## begin Supplied records

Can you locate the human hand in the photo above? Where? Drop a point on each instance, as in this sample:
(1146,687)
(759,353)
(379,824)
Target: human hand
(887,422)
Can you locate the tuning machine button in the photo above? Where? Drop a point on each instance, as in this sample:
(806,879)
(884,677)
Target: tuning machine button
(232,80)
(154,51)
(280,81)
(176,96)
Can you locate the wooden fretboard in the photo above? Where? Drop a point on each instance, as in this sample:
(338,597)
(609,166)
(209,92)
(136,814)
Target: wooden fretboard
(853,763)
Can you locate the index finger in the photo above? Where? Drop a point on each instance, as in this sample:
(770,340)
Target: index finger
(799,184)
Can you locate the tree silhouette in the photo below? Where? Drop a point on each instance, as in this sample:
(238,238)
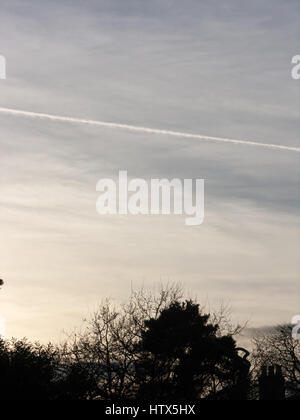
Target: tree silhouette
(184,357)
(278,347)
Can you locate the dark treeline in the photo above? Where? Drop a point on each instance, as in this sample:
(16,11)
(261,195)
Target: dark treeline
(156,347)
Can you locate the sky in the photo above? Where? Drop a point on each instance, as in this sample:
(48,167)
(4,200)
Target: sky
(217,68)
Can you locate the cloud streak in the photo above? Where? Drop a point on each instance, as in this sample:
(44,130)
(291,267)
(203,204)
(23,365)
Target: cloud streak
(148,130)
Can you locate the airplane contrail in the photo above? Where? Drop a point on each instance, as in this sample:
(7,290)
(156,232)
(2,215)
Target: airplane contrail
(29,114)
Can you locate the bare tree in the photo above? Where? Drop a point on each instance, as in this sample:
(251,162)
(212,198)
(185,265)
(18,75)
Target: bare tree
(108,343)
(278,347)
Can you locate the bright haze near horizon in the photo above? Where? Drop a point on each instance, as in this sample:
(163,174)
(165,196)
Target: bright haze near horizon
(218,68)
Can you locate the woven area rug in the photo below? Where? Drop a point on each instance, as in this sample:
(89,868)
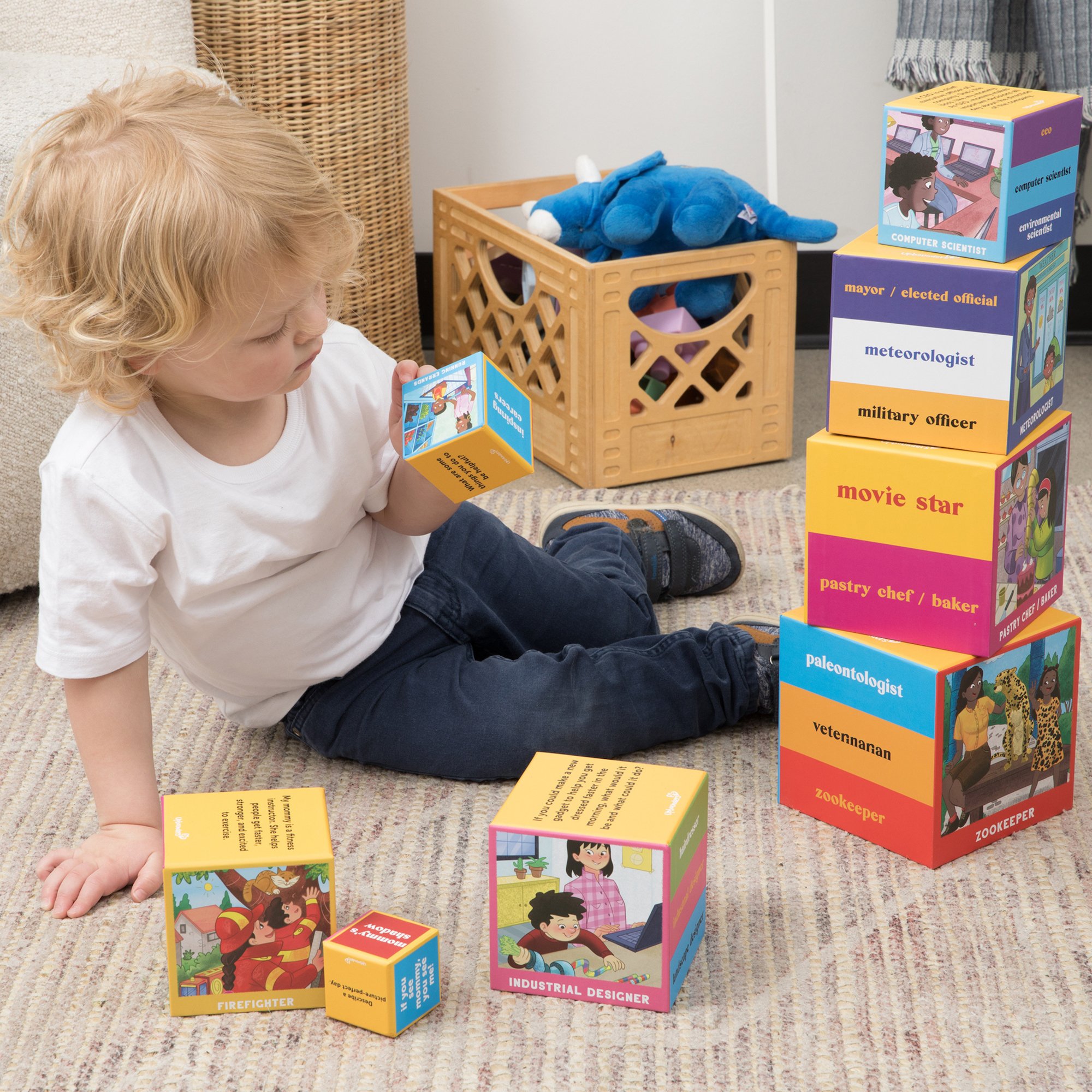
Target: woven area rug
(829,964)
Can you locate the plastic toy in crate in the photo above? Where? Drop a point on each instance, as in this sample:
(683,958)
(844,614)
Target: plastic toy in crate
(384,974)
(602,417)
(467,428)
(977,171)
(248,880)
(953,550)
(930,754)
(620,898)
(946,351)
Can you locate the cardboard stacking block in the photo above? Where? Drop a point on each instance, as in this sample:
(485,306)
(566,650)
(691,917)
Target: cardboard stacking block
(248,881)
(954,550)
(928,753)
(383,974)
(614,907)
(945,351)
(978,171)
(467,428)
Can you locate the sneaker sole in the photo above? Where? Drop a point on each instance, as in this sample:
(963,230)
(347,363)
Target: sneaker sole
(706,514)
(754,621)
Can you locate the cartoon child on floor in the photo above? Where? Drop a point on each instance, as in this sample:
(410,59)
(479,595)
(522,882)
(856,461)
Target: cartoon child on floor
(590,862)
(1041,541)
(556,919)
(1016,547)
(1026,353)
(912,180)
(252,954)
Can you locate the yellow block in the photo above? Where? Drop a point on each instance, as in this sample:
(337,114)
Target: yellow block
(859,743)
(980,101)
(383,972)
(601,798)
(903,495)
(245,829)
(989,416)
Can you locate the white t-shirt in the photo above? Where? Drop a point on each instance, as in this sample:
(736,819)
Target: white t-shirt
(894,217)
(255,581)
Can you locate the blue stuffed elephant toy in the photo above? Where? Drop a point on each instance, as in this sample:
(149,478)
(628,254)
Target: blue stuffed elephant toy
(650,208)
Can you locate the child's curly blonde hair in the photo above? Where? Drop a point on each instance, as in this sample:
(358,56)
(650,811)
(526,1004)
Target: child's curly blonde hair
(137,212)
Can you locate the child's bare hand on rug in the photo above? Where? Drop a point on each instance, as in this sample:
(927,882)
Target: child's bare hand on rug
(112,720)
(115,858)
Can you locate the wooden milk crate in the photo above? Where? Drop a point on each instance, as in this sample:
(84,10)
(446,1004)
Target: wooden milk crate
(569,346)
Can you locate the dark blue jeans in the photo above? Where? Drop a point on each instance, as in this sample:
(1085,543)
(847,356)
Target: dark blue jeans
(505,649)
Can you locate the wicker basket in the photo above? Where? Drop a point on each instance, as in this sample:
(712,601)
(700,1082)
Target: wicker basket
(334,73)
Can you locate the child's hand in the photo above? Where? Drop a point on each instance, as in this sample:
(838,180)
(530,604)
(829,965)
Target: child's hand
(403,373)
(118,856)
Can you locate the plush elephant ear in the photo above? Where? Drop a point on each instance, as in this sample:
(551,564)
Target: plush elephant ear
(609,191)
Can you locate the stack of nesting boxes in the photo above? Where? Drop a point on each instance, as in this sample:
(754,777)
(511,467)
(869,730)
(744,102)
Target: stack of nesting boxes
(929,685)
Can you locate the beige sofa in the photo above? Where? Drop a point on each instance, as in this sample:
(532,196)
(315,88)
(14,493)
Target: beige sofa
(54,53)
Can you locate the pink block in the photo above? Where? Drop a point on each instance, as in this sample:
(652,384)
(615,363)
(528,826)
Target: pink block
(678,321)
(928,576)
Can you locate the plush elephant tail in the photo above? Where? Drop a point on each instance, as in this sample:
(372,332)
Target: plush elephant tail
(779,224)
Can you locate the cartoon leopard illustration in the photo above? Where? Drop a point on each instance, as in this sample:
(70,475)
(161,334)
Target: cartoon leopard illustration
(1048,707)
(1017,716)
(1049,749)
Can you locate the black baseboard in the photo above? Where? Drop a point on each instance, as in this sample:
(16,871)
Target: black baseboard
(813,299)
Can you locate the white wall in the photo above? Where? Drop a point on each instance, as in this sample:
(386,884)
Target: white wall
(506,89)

## end Supplied records

### Task requirements
Put every line of the items above into a JSON list of strings, one string per line. Skip blank lines and leave out the pictures.

### Solution to this problem
[
  "Can you locate the human hand in the photo above? Where? Drop a point on each instance, as in this sample:",
  "(1146,687)",
  "(759,353)",
  "(379,824)",
  "Target: human hand",
  "(887,422)",
  "Can you locate the tuning machine button in the photo above? Where? Drop a point on each instance, as in this sample:",
  "(806,879)",
  "(884,677)",
  "Target: tuning machine button",
  "(232,80)",
  "(154,51)",
  "(280,81)",
  "(176,96)",
  "Can you locate the wooden fretboard in the photo above? Where? Drop a point on each instance, as in this sample:",
  "(338,597)",
  "(609,166)",
  "(209,92)",
  "(136,814)",
  "Target: wooden fretboard",
  "(853,763)",
  "Can you locate the index finger in the photo above? Where? Drop a point on each instance, as in this sample:",
  "(770,340)",
  "Target: index finger",
  "(799,184)",
  "Can you locate the tree silhouette in the photo below? Where? Drop a point on each instance, as in this sample:",
  "(238,238)",
  "Target: tree silhouette",
  "(184,357)",
  "(278,347)",
  "Can you locate the dark treeline in the photo above? Where? Drop a point on each instance, as in this sample:",
  "(16,11)",
  "(261,195)",
  "Target: dark treeline",
  "(156,347)",
  "Can you locate the sky in the photo above? Where? Drop a point on each instance, as in this sample:",
  "(48,167)",
  "(4,200)",
  "Target: sky",
  "(217,68)",
  "Can you locate the cloud streak in the photo above? Where? Drop a point on each instance, as in this sample:",
  "(44,130)",
  "(291,267)",
  "(203,204)",
  "(23,365)",
  "Target: cloud streak",
  "(148,130)",
  "Can you locate the airplane contrail in the photo above? Where? Drop a point on each instance, as in this sample:",
  "(7,290)",
  "(156,232)",
  "(2,215)",
  "Target: airplane contrail",
  "(29,114)",
  "Can you locate the bare tree in the photo above? Where? Drop a point on each instance, as in this sample:",
  "(251,162)",
  "(212,198)",
  "(185,265)",
  "(18,75)",
  "Target: bare tree",
  "(108,343)",
  "(278,347)",
  "Can you locate the bright haze near horizon in the photo above? Where? Drop a point on each instance, as in this sample:",
  "(163,174)",
  "(165,196)",
  "Target: bright haze near horizon",
  "(218,68)",
  "Can you locate the woven area rug in the photo below? Where? Drop a point on each instance, as in this sample:",
  "(89,868)",
  "Target: woven area rug",
  "(829,964)",
  "Can you locate the plastic toy in crate in the photo above? Where? Drop a point on each instance, as in this sample:",
  "(683,958)",
  "(844,614)",
  "Target: plastic toy in crate",
  "(384,974)",
  "(602,417)",
  "(467,428)",
  "(977,171)",
  "(248,880)",
  "(953,550)",
  "(930,754)",
  "(620,898)",
  "(946,351)",
  "Can you locate the cardboard stacking block in the photo above? Where? Drop a point on each instance, as in this sample:",
  "(485,306)",
  "(566,650)",
  "(691,917)",
  "Target: cardboard stacking block",
  "(248,881)",
  "(954,550)",
  "(928,753)",
  "(383,974)",
  "(614,907)",
  "(945,351)",
  "(978,171)",
  "(467,428)",
  "Can you locate the sneaker sole in the photo above? Where? Drop a point on each instance, as in this sample:",
  "(963,230)",
  "(347,363)",
  "Target: sneaker sole",
  "(706,514)",
  "(754,621)",
  "Can you locate the cartoon child on floor in the photo above? Where? Drop a point on each instance, as in this sample:",
  "(410,59)",
  "(479,595)",
  "(522,882)",
  "(856,461)",
  "Target: cartoon child on floor",
  "(590,862)",
  "(1041,541)",
  "(556,919)",
  "(1016,547)",
  "(1026,353)",
  "(912,180)",
  "(252,954)",
  "Can you locate the yellow block in the photo above? Where? Drop a point on each instance, as in this sample:",
  "(337,114)",
  "Target: yellow block",
  "(859,743)",
  "(980,101)",
  "(383,972)",
  "(601,798)",
  "(903,495)",
  "(245,829)",
  "(989,416)",
  "Can you locate the white t-shirt in the photo above? Where? Drop a point on each instance, as in this sample:",
  "(736,819)",
  "Target: white t-shirt",
  "(894,217)",
  "(255,581)",
  "Can you locate the blue stuffed elephant toy in the photo above? Where? Drop a point on each instance, as in this sample:",
  "(149,478)",
  "(628,254)",
  "Target: blue stuffed elephant toy",
  "(650,208)",
  "Can you locate the child's curly blonde hair in the photo above? Where? Drop a point on each instance, as in this sample:",
  "(358,56)",
  "(650,811)",
  "(526,1004)",
  "Target: child's curly blonde hair",
  "(137,212)",
  "Can you locate the child's bare hand on rug in the photo above? Where? Drop a point on each instance, as in this sample:",
  "(927,882)",
  "Target: child's bare hand on rug",
  "(112,720)",
  "(115,858)",
  "Can you locate the wooden milk crate in the photo above? Where? Drop a point on each instance, as in this sample:",
  "(84,10)",
  "(446,1004)",
  "Target: wooden milk crate",
  "(569,346)",
  "Can you locate the dark blue jeans in the photo above? Where? Drop a point on each instance, as in this sample:",
  "(1085,543)",
  "(847,356)",
  "Target: dark blue jeans",
  "(505,649)",
  "Can you locate the wicker basket in the photo above? Where? Drop a point on each instance, as in this sample:",
  "(712,601)",
  "(700,1082)",
  "Target: wicker basket",
  "(334,73)",
  "Can you locate the child's hand in the photo above? Where? Drop a point on each instance, as in this sample:",
  "(838,180)",
  "(530,604)",
  "(829,965)",
  "Target: child's hand",
  "(403,373)",
  "(118,856)",
  "Can you locate the plush elephant ear in the photo above? Where? Drop a point on each instance, as in this sample:",
  "(551,564)",
  "Target: plush elephant ear",
  "(609,191)",
  "Can you locate the stack of nesting boxes in the photo above? Where? Drop a point on each instance, as in this sample:",
  "(754,777)",
  "(511,467)",
  "(869,730)",
  "(744,102)",
  "Target: stack of nesting boxes",
  "(929,685)",
  "Can you locate the beige sofa in the photo above? Where? Drop a point on each instance, as in this sample:",
  "(532,196)",
  "(315,88)",
  "(14,493)",
  "Target: beige sofa",
  "(54,53)",
  "Can you locate the pink block in the photo above? Where? Drop a point on each instance, as in this sample:",
  "(652,384)",
  "(615,363)",
  "(528,826)",
  "Target: pink block",
  "(678,321)",
  "(928,576)",
  "Can you locate the plush elephant tail in the photo above? Where? Drop a point on each instance, as in this sample:",
  "(372,332)",
  "Target: plush elephant tail",
  "(779,224)",
  "Can you locate the cartoon leopard illustration in the photo above? Where? Drop a point on each instance, as in this sample:",
  "(70,475)",
  "(161,334)",
  "Target: cartoon leopard illustration",
  "(1048,707)",
  "(1017,716)",
  "(1049,749)",
  "Can you locate the black baseboard in the photo above? Where? Drop a point on each instance, as in this sample:",
  "(16,871)",
  "Target: black baseboard",
  "(813,299)",
  "Can you locate the white wall in the photo above? Where? Drop a point on each instance, as in this sample:",
  "(386,884)",
  "Target: white wall",
  "(506,89)"
]